# Exercise task
Please return each line of the items below that contains the string "background". Case counts.

# Given records
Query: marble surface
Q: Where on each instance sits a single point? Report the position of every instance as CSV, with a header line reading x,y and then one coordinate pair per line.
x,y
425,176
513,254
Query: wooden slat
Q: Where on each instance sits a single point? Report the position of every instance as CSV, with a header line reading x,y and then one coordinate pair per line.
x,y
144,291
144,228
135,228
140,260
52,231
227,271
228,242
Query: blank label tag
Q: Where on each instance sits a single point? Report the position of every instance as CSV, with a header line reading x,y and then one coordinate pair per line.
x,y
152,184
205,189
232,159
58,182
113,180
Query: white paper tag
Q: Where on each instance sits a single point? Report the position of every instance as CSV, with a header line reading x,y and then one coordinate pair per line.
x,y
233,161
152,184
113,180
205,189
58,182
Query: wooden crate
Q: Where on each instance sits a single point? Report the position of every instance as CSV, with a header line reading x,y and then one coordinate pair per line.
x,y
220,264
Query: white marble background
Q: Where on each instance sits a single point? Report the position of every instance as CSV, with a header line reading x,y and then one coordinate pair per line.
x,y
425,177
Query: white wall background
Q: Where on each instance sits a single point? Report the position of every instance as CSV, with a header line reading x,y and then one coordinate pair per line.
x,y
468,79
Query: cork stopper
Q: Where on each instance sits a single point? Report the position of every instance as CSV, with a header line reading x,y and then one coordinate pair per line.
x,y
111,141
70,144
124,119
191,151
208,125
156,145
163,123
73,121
---
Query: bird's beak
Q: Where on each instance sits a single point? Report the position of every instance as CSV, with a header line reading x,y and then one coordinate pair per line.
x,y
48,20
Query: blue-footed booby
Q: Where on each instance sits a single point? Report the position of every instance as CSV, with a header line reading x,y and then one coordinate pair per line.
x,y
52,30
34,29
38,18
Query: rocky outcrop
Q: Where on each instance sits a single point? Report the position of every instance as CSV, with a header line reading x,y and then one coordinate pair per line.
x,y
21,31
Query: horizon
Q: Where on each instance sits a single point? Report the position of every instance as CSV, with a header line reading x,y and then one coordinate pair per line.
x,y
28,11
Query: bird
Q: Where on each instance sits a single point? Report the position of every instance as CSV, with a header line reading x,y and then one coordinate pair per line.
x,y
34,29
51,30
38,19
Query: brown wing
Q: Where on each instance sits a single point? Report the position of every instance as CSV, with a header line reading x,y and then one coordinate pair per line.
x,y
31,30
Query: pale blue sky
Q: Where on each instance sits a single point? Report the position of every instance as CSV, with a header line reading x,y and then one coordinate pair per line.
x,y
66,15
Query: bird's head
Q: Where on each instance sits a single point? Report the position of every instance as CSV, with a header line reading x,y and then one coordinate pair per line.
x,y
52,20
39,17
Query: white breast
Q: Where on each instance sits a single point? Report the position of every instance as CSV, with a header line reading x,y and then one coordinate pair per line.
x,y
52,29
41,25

# Answer to this problem
Query: white marble background
Query: white wall background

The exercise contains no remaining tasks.